- [TRAVAIL DEMANDÉ]
**A)** D'après le texte sur Raymond Lévesque, combien de chansons a-t-il écrites au cours de sa vie ?
**B)** Recopiez fidèlement le passage du texte sur Raymond Lévesque qui commence aux mots « Raymond Lévesque, l’auteur » et s'arrête après « radiophoniques et télévisuelles. ».

- [TEXTE]
○ ○ ○ ○ ○ ○ ○

« Il faut faire attention à son cœur. C’est un ami qui nous veut du bonheur… »
Raymond Lévesque, l’auteur de cette chanson, est né à Montréal le sept octobre 1928. À dix ans, il étudie le piano avec l’aide de la deuxième femme de son père qui est éditeur. Puis, il prend des cours d’art dramatique. Découragé par l’ambiance brutale des écoles de l’époque, il abandonne les études et trouve un emploi de garçon de table attiré par l’univers des cabarets de la rue Ste-Catherine. Il écrit déjà des chansons mais ne réussit pas à trouver des interprètes. Au cours de sa vie tumultueuse, il a écrit plus de cinq-cents chansons, publié plusieurs pièces de théâtre, romans, monologues, récits humoristiques, recueils de poèmes. Homme-orchestre, Il fut aussi animateur d’émissions radiophoniques et télévisuelles.

○ ○ ○ ○ ○ ○ ○

- [Données de pointage]
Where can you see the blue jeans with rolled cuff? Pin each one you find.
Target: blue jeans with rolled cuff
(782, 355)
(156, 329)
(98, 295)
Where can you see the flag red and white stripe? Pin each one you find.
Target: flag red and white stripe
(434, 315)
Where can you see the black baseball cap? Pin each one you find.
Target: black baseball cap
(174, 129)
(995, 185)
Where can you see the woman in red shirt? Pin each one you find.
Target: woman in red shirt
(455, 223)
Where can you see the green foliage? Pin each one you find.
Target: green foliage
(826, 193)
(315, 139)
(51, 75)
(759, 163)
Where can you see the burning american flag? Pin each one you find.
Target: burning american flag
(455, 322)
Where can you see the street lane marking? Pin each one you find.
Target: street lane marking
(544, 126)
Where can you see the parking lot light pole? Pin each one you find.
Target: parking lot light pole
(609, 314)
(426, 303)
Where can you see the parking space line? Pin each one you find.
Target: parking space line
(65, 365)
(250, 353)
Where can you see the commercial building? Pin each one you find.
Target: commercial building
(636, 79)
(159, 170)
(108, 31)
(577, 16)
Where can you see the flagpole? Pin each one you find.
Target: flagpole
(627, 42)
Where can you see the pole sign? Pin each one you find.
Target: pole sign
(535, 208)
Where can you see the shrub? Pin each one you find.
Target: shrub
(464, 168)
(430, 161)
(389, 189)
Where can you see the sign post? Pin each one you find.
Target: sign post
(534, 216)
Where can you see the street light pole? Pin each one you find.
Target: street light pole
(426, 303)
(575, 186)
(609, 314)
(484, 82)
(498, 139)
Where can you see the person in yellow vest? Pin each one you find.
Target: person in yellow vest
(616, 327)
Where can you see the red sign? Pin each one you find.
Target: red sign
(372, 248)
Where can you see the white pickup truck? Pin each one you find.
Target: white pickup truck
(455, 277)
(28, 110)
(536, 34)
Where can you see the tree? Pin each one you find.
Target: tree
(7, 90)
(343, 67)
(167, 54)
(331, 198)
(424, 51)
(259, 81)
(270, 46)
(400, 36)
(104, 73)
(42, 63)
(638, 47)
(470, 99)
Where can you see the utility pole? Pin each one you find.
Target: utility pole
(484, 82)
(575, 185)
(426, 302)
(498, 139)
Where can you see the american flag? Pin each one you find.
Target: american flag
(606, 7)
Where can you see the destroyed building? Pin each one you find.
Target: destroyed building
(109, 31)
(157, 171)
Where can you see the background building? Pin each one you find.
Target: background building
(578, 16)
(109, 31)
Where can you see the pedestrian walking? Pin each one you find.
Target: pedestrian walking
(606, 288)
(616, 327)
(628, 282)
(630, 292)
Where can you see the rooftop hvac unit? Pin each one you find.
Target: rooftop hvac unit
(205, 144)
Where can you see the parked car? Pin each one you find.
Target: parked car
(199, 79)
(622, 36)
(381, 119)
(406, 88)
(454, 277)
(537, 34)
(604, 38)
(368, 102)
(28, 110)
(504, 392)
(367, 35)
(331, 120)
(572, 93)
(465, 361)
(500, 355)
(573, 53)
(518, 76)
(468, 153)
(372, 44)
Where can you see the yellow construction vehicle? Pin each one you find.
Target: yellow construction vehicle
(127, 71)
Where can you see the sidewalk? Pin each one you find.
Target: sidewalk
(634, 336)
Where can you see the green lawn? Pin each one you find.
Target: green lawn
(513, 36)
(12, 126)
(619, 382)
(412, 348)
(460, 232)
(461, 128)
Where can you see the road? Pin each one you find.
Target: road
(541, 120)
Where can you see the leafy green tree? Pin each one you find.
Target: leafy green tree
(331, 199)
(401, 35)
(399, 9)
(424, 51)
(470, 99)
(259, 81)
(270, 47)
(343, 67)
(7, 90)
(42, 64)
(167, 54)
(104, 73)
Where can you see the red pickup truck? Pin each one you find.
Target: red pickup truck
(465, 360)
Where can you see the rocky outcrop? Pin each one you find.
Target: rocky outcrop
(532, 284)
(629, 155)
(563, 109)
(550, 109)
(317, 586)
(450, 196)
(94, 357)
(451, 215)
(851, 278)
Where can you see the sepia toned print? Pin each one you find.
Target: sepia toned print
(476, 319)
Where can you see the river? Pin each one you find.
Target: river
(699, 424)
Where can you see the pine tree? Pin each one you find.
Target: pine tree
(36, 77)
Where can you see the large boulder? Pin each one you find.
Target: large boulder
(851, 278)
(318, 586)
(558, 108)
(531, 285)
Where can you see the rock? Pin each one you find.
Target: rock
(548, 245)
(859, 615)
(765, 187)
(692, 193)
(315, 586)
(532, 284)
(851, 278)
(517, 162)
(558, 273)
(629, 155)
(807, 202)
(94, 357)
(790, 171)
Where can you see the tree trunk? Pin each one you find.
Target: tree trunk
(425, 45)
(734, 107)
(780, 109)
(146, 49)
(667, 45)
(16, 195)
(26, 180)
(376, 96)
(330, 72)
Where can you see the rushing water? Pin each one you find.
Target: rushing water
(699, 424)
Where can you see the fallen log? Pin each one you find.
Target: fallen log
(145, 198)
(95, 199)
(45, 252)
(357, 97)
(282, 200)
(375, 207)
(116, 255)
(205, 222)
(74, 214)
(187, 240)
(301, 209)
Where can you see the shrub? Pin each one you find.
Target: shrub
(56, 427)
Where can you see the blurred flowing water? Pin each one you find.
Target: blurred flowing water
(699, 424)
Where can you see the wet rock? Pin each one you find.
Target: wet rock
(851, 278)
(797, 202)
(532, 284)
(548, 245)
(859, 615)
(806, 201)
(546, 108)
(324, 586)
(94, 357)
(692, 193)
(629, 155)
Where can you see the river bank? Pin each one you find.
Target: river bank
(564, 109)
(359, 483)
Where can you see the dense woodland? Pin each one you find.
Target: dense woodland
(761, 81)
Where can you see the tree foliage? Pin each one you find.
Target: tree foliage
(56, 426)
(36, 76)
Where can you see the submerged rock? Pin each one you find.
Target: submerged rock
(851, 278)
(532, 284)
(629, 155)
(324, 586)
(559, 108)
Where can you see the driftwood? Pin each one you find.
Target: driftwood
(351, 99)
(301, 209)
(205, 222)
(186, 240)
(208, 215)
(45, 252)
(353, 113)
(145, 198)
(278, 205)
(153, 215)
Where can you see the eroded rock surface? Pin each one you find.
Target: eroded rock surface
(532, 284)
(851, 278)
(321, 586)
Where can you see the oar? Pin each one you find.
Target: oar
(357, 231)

○ ○ ○ ○ ○ ○ ○

- [RÉPONSES AUX EXERCICES]
**A)** Plus de cinq-cents chansons.

**B)**
Raymond Lévesque, l’auteur de cette chanson, est né à Montréal le sept octobre 1928. À dix ans, il étudie le piano avec l’aide de la deuxième femme de son père qui est éditeur. Puis, il prend des cours d’art dramatique. Découragé par l’ambiance brutale des écoles de l’époque, il abandonne les études et trouve un emploi de garçon de table attiré par l’univers des cabarets de la rue Ste-Catherine. Il écrit déjà des chansons mais ne réussit pas à trouver des interprètes. Au cours de sa vie tumultueuse, il a écrit plus de cinq-cents chansons, publié plusieurs pièces de théâtre, romans, monologues, récits humoristiques, recueils de poèmes. Homme-orchestre, Il fut aussi animateur d’émissions radiophoniques et télévisuelles.